▶ _Extrait de texte_
- - - -
Nicole Belloubet présente à la presse les grands dossiers de la rentrée qu’elle souhaiterait « continuer à traiter ». Mais elle « peut également aller cueillir les champignons cet automne ».
« Nous devons assurer jusqu’au bout notre mission y compris les affaires courantes et c’est encore plus nécessaire en cette période d’incertitudes. » Pour sa conférence de presse de rentrée du 27 août la ministre de l’Education nationale, Nicole Belloubet, s’est voulue ferme dans son poste tout en étant bien obligée de répondre que les réponses aux questions des journalistes seraient la plupart du temps apportées par son successeur… Comme toute la société le monde de l’enseignement est en apnée en cette rentrée. Si Nicole Belloubet considère que la question de la réforme du lycée est « maintenant close » les menaces qui pèsent sur Parcoursup dans le programme du Nouveau Front Populaire restent dans les esprits. Qui seront demain les futurs ministres de l’Education, de l’Enseignement supérieur et du Travail ? Quels seront leurs programmes ? Tous s’interrogent.
Les réformes et mesures décisives de la rentrée dans l’Education nationale
Même si cette année la plupart des postes d’enseignants ouverts aux concours ont été pourvus la réforme de leur formation reste un sujet central. Mais voilà, regrette la ministre, leur « structuration avec un concours à bac+3 suivie de deux années rémunérées n’a pas pu aboutir » et « devrait être une priorité du prochain gouvernement ». Pas évident tant la réforme est contestée dans son principe aussi bien dans les Institut nationaux supérieurs du professorat et de l’éducation (Inspé) que dans les universités et les partis du Nouveau Front Populaire.
- - - -
▶ _Lignes de données_
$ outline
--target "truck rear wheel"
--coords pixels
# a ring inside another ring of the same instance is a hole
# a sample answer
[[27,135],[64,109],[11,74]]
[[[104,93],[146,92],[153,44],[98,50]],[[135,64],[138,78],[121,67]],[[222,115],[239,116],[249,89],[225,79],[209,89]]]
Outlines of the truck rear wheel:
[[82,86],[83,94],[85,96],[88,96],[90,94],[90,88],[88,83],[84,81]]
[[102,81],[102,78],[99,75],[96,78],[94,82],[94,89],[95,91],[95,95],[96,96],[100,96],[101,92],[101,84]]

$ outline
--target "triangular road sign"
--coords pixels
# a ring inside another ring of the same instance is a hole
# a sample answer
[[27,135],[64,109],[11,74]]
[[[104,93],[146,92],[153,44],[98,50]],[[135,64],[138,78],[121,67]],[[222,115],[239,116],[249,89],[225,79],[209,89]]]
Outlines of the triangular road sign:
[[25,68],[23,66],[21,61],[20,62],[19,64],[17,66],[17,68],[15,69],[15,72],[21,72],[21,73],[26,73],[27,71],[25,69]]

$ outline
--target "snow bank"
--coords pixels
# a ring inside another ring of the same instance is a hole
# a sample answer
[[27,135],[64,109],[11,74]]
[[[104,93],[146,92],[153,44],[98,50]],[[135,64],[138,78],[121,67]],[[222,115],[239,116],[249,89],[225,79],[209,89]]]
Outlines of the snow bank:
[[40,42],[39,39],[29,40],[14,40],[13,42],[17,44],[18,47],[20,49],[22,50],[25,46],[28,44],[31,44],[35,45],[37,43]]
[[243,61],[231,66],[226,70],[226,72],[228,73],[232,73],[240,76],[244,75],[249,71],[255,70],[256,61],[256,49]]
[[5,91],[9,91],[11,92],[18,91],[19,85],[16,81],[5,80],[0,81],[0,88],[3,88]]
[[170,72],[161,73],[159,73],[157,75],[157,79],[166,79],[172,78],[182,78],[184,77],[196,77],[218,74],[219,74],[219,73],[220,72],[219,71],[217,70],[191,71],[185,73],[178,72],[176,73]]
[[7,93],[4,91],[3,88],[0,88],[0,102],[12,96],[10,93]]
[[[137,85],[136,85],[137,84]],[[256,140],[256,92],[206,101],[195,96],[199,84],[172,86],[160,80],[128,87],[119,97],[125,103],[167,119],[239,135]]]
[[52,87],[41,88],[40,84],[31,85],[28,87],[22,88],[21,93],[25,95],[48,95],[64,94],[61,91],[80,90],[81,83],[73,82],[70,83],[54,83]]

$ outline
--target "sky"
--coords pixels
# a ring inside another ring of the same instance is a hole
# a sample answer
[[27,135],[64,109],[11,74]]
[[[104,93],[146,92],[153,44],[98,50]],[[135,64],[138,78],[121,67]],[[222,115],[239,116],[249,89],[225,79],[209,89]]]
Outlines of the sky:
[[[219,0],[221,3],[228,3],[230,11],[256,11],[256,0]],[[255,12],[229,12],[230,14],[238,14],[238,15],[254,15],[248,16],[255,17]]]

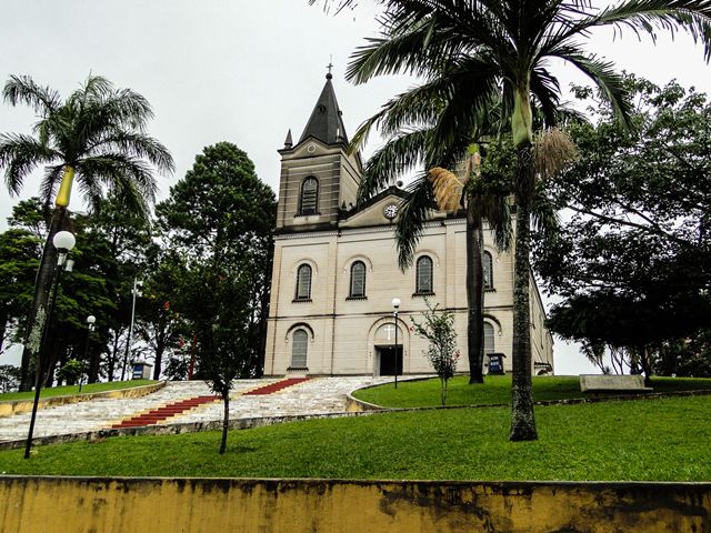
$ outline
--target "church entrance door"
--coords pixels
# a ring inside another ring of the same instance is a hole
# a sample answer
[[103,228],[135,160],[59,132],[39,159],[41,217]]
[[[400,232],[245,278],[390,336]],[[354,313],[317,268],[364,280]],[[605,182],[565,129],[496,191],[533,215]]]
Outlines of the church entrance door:
[[401,345],[398,345],[397,349],[395,346],[378,346],[378,356],[380,360],[380,375],[395,375],[395,361],[398,362],[398,375],[402,375]]

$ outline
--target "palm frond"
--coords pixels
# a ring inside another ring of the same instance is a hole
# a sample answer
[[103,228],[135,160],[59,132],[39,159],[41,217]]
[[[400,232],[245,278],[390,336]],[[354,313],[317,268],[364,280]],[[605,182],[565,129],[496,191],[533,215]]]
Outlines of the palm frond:
[[158,140],[143,133],[111,128],[106,137],[100,137],[87,147],[89,157],[99,155],[107,151],[146,159],[163,173],[174,170],[173,158],[168,149]]
[[4,182],[11,194],[19,194],[24,177],[54,157],[51,149],[30,135],[0,134],[0,169],[6,169]]
[[367,39],[367,44],[353,52],[346,79],[360,84],[383,74],[427,76],[442,61],[457,57],[465,43],[447,27],[440,28],[440,12],[422,9],[423,4],[385,12],[383,37]]
[[358,187],[359,204],[423,162],[427,134],[427,130],[402,133],[370,157]]
[[543,180],[552,179],[579,155],[570,135],[558,128],[540,130],[533,139],[533,164]]
[[[158,185],[151,168],[139,158],[110,153],[87,158],[77,163],[77,181],[82,190],[96,191],[91,182],[102,183],[114,191],[127,210],[147,217],[149,204],[156,201]],[[86,183],[84,183],[86,182]],[[92,198],[87,198],[88,202]]]
[[704,59],[711,60],[711,4],[708,0],[628,0],[603,9],[580,21],[584,28],[614,26],[638,37],[647,33],[657,40],[655,30],[674,36],[681,29],[704,47]]
[[577,48],[560,48],[551,51],[550,56],[569,61],[588,76],[610,101],[615,118],[628,130],[633,129],[630,119],[633,109],[624,87],[624,78],[614,70],[612,62],[594,54],[583,54]]
[[434,199],[427,174],[419,174],[407,189],[408,197],[400,204],[395,225],[395,243],[398,245],[398,264],[407,270],[414,259],[418,242],[424,231]]
[[535,183],[531,202],[531,222],[533,230],[547,241],[554,239],[560,231],[560,217],[545,193],[544,182],[540,180]]
[[38,86],[29,76],[11,76],[4,84],[2,97],[12,105],[29,105],[43,117],[54,112],[61,102],[58,91]]
[[434,201],[440,211],[457,211],[467,179],[460,180],[454,172],[434,167],[427,172],[432,184]]

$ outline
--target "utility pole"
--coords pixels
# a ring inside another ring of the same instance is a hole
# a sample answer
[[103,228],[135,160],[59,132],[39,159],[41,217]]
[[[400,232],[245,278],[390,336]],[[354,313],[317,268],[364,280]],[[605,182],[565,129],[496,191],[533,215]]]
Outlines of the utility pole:
[[123,368],[121,369],[121,381],[126,378],[126,366],[129,363],[129,350],[131,349],[131,342],[133,342],[133,321],[136,320],[136,296],[142,296],[143,293],[139,291],[139,286],[143,286],[143,281],[138,278],[133,278],[133,289],[131,294],[133,301],[131,303],[131,325],[129,325],[129,338],[126,341],[126,352],[123,353]]

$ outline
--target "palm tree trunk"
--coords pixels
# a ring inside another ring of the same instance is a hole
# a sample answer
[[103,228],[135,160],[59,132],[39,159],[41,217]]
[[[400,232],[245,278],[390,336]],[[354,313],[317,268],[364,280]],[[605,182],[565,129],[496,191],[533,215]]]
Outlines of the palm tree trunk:
[[531,380],[531,318],[529,279],[531,272],[531,195],[533,191],[533,148],[517,148],[515,252],[513,263],[513,374],[511,376],[511,441],[538,439],[533,416]]
[[[89,338],[87,336],[87,349],[89,348]],[[89,373],[87,374],[87,383],[96,383],[99,381],[99,365],[101,354],[99,350],[93,350],[89,359]]]
[[220,441],[220,454],[227,450],[227,429],[230,425],[230,391],[222,394],[224,403],[224,416],[222,418],[222,440]]
[[467,354],[469,383],[483,383],[484,291],[482,220],[472,199],[467,202]]
[[[37,314],[40,309],[47,310],[47,303],[49,301],[49,290],[52,286],[52,279],[54,278],[54,264],[57,263],[57,249],[52,243],[52,239],[58,231],[61,231],[68,222],[67,210],[64,208],[57,208],[52,213],[52,218],[49,224],[49,232],[47,234],[47,241],[44,241],[44,249],[42,250],[42,259],[37,270],[37,278],[34,280],[34,298],[32,300],[32,306],[30,308],[30,315],[27,325],[27,336],[29,338],[32,328],[39,325],[37,321]],[[24,346],[22,351],[22,362],[20,365],[20,391],[32,390],[34,383],[33,372],[30,369],[30,360],[32,352]]]

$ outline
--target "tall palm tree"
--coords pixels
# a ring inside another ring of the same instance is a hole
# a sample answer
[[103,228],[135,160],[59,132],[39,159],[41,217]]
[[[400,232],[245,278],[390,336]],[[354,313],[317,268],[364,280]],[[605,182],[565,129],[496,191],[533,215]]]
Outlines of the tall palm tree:
[[[41,328],[36,320],[47,306],[57,255],[52,238],[69,223],[73,182],[89,205],[111,189],[124,209],[147,217],[156,199],[153,170],[172,172],[173,160],[166,147],[146,133],[153,117],[148,101],[129,89],[114,89],[102,77],[90,76],[64,101],[59,92],[29,77],[11,77],[2,94],[11,105],[29,105],[39,115],[34,135],[0,134],[0,170],[8,190],[18,194],[24,179],[42,165],[40,194],[46,207],[54,202],[28,321],[30,329]],[[30,356],[26,349],[21,390],[31,386]]]
[[[379,0],[385,7],[382,34],[353,56],[348,78],[363,83],[373,77],[409,72],[428,78],[443,62],[453,68],[410,91],[411,122],[422,119],[418,101],[444,104],[433,144],[450,145],[462,122],[499,94],[515,147],[515,252],[512,420],[510,439],[538,438],[531,389],[529,311],[530,229],[534,194],[532,101],[547,115],[555,110],[558,80],[550,59],[565,61],[587,74],[630,127],[631,104],[613,64],[585,52],[583,40],[599,27],[629,29],[655,37],[658,30],[683,30],[711,56],[711,3],[708,0],[623,0],[604,9],[589,0]],[[344,3],[352,3],[344,0]]]
[[[357,150],[367,139],[371,128],[380,125],[390,134],[389,141],[365,163],[364,177],[359,187],[359,201],[378,193],[400,175],[419,165],[420,172],[408,187],[395,225],[395,240],[400,268],[411,265],[417,242],[424,230],[430,209],[435,204],[441,211],[467,212],[467,352],[469,360],[469,382],[483,383],[483,234],[484,220],[493,230],[494,242],[501,250],[509,248],[511,222],[509,202],[510,189],[501,183],[482,179],[480,172],[480,144],[475,133],[460,132],[460,137],[447,150],[433,150],[429,142],[434,128],[439,102],[431,104],[428,120],[431,124],[409,128],[403,123],[403,108],[394,99],[383,107],[375,117],[365,121],[353,138],[351,150]],[[387,125],[385,125],[387,124]],[[441,165],[451,168],[448,170]]]

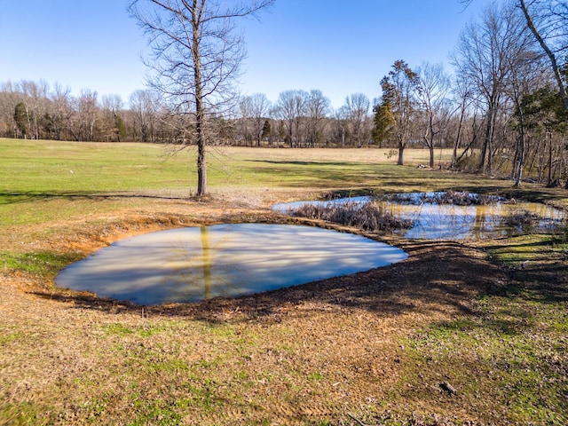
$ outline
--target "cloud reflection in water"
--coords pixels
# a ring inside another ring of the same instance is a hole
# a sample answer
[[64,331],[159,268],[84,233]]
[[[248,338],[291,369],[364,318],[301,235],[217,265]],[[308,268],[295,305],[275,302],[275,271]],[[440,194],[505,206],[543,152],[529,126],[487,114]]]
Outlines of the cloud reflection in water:
[[399,248],[310,226],[239,224],[152,233],[71,264],[58,286],[139,304],[268,291],[404,260]]

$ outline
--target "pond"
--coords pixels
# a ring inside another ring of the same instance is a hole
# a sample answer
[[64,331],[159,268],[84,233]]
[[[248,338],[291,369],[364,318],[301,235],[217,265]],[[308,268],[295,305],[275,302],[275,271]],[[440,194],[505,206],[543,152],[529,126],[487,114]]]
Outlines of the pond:
[[233,297],[385,266],[399,248],[311,226],[237,224],[117,241],[63,270],[59,287],[138,304]]
[[[446,193],[413,193],[394,194],[387,199],[367,197],[342,198],[332,201],[296,201],[276,204],[273,209],[295,214],[305,204],[316,206],[363,205],[373,200],[383,211],[412,223],[409,228],[394,229],[392,233],[408,239],[465,240],[498,238],[525,232],[547,232],[566,217],[557,209],[538,202],[506,201],[492,197],[489,202],[476,204],[478,197],[468,205],[439,203]],[[515,220],[517,217],[517,220]],[[530,225],[524,221],[529,217]]]

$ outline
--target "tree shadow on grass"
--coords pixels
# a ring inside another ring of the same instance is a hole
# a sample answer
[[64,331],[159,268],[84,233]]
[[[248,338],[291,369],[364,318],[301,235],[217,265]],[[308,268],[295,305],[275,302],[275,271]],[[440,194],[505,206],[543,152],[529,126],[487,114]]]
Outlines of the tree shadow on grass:
[[188,198],[136,193],[99,193],[96,191],[0,191],[0,205],[45,200],[109,200],[116,198],[148,198],[155,200],[187,200]]

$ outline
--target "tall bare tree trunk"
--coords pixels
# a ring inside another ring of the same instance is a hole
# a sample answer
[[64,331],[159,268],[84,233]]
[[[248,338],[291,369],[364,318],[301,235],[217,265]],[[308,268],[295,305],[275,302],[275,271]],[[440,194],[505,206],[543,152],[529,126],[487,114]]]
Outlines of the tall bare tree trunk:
- - - -
▶ _Consigne A_
Dans l'extrait, relevez tous les lieux ou groupes où la réforme de la formation des enseignants est contestée dans son principe.
▶ _Consigne B_
Recopiez l'extrait en commençant aux mots « Les réformes et » et en vous arrêtant après « Nouveau Front Populaire. ».

▶ _Réponse attendue A_
- les Institut nationaux supérieurs du professorat et de l'éducation (Inspé)
- les universités
- les partis du Nouveau Front Populaire

▶ _Réponse attendue B_
Les réformes et mesures décisives de la rentrée dans l’Education nationale
Même si cette année la plupart des postes d’enseignants ouverts aux concours ont été pourvus la réforme de leur formation reste un sujet central. Mais voilà, regrette la ministre, leur « structuration avec un concours à bac+3 suivie de deux années rémunérées n’a pas pu aboutir » et « devrait être une priorité du prochain gouvernement ». Pas évident tant la réforme est contestée dans son principe aussi bien dans les Institut nationaux supérieurs du professorat et de l’éducation (Inspé) que dans les universités et les partis du Nouveau Front Populaire.